THE EXERCISE. Type out the records that follow, exactly as given.

INFORMATION SHOWN.

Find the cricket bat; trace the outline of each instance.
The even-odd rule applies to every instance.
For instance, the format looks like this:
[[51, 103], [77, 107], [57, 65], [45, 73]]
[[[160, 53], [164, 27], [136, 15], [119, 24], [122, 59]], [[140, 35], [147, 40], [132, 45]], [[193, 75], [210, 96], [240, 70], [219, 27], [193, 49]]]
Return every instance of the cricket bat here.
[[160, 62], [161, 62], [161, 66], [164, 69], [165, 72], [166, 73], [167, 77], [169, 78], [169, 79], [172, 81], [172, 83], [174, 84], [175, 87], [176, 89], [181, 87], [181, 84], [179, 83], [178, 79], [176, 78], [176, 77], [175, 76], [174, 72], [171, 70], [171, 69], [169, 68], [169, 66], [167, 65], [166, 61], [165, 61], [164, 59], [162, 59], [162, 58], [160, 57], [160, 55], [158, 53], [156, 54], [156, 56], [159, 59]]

COMPLETE OUTPUT.
Find the cricket bat; trace the outline of each instance.
The even-odd rule applies to every instance.
For instance, the format looks like this:
[[51, 103], [77, 107], [57, 65], [45, 73]]
[[[160, 53], [164, 27], [136, 15], [119, 24], [122, 59]], [[140, 35], [147, 40], [132, 45]], [[193, 75], [210, 96], [240, 70], [219, 27], [193, 49]]]
Return every instance of the cricket bat here.
[[160, 62], [161, 62], [161, 66], [164, 69], [165, 72], [166, 73], [167, 77], [169, 78], [169, 79], [172, 81], [172, 83], [174, 84], [175, 87], [176, 89], [181, 87], [181, 84], [179, 83], [178, 79], [176, 78], [176, 77], [175, 76], [174, 72], [171, 70], [171, 69], [169, 68], [169, 66], [167, 65], [166, 61], [165, 61], [164, 59], [162, 59], [162, 58], [160, 57], [160, 55], [158, 53], [156, 54], [156, 56], [159, 59]]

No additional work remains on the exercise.